[Annotated coordinate records]
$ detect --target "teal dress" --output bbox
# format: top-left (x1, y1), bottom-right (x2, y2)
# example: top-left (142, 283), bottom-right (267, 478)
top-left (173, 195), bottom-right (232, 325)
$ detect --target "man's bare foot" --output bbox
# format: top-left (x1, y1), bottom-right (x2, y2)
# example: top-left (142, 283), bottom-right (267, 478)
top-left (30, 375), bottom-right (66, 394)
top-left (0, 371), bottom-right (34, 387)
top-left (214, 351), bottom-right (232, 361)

• What the exercise asks
Please edit the material so that every "example" becomes "sample", with all other text left unchanged.

• Correct response
$ detect --target "teal dress" --output bbox
# format: top-left (x1, y1), bottom-right (x2, y2)
# sample: top-left (142, 283), bottom-right (267, 478)
top-left (173, 195), bottom-right (232, 325)
$ detect --target "man's bare foot" --output bbox
# format: top-left (x1, y1), bottom-right (x2, y2)
# sample: top-left (142, 283), bottom-right (267, 478)
top-left (30, 375), bottom-right (66, 394)
top-left (0, 371), bottom-right (34, 387)
top-left (214, 351), bottom-right (232, 361)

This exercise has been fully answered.